Start The records

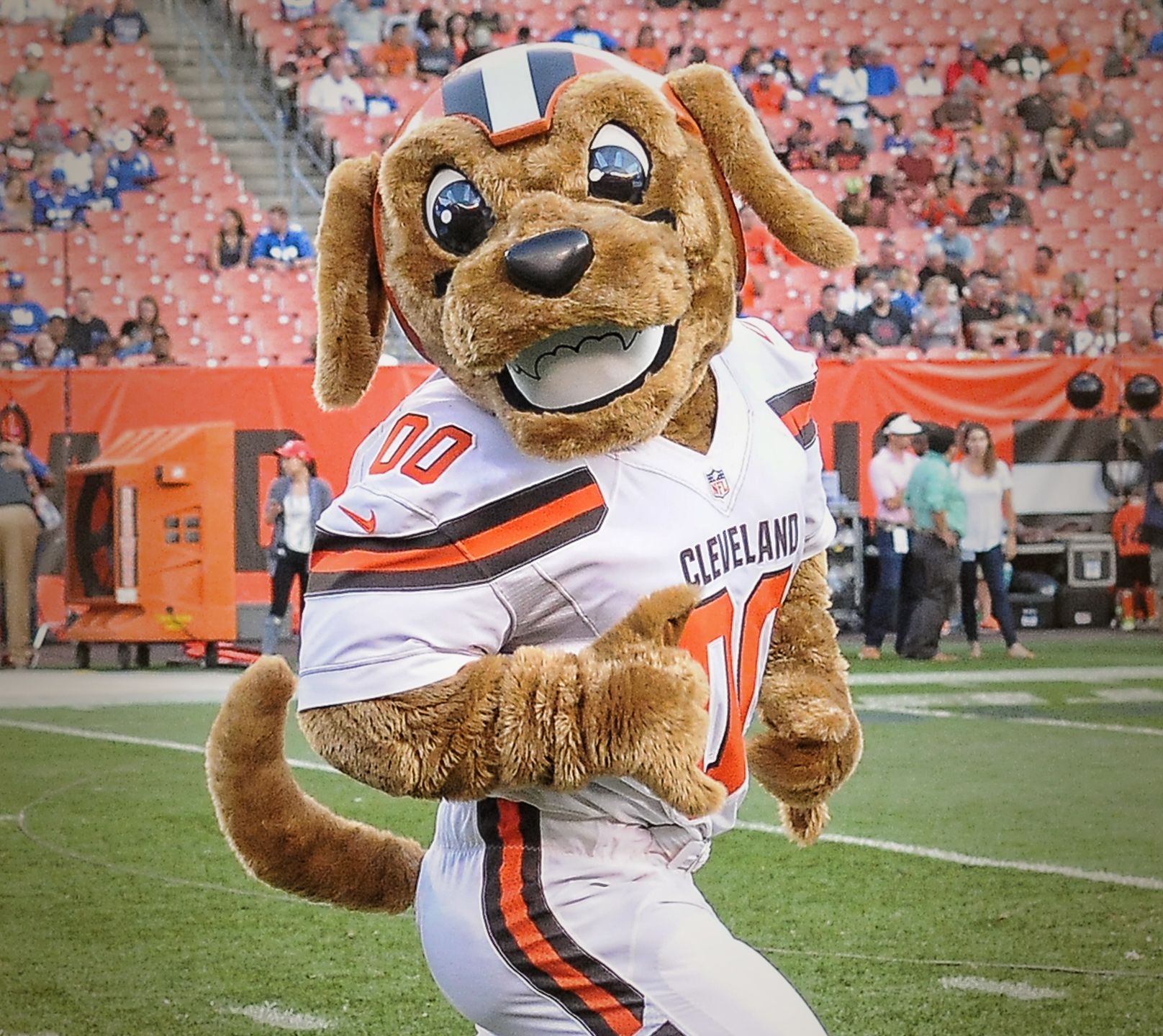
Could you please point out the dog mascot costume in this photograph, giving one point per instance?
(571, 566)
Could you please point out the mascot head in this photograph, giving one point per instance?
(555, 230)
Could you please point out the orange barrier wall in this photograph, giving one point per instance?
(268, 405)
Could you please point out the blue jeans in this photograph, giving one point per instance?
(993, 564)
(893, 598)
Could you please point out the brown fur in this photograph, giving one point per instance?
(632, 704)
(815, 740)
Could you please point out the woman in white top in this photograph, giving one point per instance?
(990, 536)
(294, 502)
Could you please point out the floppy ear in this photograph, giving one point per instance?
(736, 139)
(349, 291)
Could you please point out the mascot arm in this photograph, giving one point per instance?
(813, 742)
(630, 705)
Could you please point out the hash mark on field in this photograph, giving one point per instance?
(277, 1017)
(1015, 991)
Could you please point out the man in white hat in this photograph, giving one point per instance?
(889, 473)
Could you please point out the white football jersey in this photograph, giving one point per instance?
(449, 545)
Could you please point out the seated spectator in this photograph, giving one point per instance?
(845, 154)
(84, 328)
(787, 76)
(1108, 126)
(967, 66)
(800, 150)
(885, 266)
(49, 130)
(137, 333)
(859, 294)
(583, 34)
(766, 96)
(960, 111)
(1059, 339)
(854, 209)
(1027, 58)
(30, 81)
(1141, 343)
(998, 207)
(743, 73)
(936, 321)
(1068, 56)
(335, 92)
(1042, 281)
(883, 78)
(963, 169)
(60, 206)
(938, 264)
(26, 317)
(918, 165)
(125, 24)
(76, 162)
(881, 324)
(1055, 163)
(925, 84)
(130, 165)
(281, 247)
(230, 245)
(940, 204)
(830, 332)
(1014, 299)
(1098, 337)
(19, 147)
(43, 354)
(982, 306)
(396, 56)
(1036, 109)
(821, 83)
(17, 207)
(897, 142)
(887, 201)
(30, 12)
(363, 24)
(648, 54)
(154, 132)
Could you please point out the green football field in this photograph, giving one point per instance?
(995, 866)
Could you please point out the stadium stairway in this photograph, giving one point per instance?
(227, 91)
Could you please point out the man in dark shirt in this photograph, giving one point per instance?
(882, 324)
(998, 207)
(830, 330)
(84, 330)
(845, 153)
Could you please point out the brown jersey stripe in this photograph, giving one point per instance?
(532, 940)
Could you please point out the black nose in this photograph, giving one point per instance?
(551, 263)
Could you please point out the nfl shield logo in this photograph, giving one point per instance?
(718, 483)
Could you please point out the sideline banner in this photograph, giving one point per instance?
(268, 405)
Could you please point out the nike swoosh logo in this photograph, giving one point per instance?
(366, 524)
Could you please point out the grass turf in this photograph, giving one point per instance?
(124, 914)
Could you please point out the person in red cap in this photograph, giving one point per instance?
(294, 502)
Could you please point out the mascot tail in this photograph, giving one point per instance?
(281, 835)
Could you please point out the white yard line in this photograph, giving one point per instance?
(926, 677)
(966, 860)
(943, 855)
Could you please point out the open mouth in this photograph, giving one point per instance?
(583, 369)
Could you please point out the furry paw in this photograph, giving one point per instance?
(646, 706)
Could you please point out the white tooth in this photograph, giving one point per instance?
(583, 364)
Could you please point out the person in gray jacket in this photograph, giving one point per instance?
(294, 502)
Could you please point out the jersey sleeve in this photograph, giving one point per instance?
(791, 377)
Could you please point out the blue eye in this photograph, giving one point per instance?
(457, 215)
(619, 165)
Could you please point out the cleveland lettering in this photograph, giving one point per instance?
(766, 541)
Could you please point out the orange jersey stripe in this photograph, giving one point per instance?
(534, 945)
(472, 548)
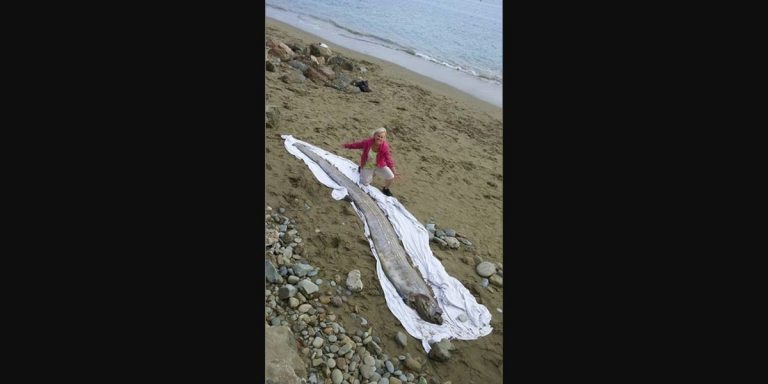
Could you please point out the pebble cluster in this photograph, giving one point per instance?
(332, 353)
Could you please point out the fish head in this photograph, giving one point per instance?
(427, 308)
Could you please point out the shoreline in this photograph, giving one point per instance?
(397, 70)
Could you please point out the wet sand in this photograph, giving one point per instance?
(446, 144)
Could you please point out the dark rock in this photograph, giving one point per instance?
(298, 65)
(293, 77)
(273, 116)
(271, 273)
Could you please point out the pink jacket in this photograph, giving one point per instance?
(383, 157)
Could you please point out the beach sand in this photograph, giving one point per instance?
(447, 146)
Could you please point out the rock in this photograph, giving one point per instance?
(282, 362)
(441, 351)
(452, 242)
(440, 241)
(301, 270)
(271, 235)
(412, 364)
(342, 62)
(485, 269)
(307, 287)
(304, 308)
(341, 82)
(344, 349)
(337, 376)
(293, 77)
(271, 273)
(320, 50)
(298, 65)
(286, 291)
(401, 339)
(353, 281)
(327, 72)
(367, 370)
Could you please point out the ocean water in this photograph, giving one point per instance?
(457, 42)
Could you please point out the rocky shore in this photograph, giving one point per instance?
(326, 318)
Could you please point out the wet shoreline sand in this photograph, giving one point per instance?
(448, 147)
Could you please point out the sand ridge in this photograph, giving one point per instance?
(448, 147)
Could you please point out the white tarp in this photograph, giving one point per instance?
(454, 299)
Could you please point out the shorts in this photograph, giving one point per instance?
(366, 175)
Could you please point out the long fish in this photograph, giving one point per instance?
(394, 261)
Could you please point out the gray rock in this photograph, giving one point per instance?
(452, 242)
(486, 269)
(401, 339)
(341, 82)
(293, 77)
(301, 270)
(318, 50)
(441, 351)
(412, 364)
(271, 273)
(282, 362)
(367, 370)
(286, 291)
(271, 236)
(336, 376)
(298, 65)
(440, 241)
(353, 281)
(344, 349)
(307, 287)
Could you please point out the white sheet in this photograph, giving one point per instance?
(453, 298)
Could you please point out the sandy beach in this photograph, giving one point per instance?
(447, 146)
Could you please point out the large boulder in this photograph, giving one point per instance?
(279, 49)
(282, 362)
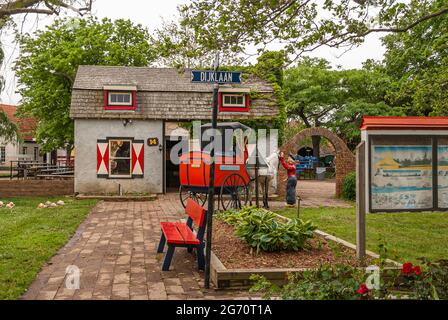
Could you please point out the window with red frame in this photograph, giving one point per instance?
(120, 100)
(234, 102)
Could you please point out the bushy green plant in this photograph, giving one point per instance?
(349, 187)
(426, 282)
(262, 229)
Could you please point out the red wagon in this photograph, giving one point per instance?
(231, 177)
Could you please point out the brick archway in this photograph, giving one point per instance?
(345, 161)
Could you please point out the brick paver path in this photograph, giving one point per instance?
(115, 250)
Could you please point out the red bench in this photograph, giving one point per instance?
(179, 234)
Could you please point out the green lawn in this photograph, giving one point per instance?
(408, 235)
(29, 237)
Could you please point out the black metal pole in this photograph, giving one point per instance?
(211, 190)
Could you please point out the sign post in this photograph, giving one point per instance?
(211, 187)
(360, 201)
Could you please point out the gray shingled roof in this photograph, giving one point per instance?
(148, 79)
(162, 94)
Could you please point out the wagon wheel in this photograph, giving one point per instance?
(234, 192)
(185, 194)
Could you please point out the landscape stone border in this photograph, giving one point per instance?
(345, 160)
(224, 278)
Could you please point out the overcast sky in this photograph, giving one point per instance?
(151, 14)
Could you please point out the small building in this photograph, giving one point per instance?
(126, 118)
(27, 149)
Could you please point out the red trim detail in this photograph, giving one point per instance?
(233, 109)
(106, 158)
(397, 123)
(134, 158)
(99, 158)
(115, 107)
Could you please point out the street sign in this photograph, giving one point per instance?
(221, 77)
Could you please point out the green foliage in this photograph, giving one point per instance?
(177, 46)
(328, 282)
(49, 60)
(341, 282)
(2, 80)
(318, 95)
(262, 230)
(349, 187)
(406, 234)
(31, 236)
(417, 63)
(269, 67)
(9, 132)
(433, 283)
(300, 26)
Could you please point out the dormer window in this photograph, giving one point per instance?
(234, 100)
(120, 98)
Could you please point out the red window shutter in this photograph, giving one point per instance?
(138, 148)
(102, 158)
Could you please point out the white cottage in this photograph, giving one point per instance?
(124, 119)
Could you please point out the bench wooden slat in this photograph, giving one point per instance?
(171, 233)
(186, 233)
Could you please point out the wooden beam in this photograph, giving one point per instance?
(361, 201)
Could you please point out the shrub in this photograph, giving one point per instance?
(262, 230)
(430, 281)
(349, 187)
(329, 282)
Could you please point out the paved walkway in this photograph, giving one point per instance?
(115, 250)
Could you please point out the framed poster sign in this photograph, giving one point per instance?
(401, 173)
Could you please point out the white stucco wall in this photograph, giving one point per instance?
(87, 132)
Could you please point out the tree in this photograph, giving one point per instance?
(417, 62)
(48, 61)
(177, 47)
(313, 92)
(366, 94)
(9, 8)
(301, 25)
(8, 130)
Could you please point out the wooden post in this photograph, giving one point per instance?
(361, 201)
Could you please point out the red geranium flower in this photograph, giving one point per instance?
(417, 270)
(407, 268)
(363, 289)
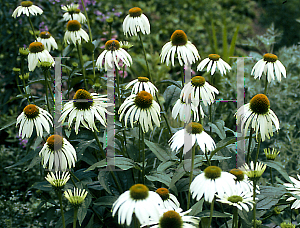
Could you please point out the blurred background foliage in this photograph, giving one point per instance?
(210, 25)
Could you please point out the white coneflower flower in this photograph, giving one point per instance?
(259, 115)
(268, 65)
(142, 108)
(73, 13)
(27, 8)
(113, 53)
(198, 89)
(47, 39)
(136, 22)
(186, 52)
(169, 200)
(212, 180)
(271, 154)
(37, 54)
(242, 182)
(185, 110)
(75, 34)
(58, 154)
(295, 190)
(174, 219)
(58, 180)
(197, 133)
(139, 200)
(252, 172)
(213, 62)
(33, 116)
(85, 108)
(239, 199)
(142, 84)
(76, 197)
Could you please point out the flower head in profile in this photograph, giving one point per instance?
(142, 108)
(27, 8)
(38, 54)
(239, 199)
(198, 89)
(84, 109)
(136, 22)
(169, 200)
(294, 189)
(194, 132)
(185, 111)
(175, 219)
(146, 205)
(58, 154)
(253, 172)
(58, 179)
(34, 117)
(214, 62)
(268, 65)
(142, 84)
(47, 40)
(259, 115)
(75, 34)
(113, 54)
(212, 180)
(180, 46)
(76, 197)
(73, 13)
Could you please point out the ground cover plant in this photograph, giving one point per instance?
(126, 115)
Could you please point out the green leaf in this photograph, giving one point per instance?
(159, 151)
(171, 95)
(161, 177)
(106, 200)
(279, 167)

End The records

The problem ▸ Which lines run from the one containing "Could you please point out the flower" to the end of the entries above? Quote exactly those, and only those.

Reply ▸
Could you please point out the flower head in profile in this photograph, giving one point per instance?
(142, 108)
(27, 8)
(38, 54)
(239, 199)
(198, 89)
(84, 109)
(136, 22)
(169, 200)
(294, 189)
(194, 132)
(185, 111)
(175, 219)
(146, 205)
(58, 154)
(253, 172)
(58, 179)
(34, 117)
(214, 62)
(268, 65)
(142, 84)
(47, 40)
(259, 115)
(75, 34)
(113, 54)
(212, 180)
(180, 46)
(76, 197)
(73, 13)
Could you please point out the ground cover plant in this photograph, giving one point per instance?
(126, 115)
Could you please point out the green leaf in this photograph, giving one point per instance?
(159, 151)
(171, 95)
(161, 177)
(106, 200)
(279, 167)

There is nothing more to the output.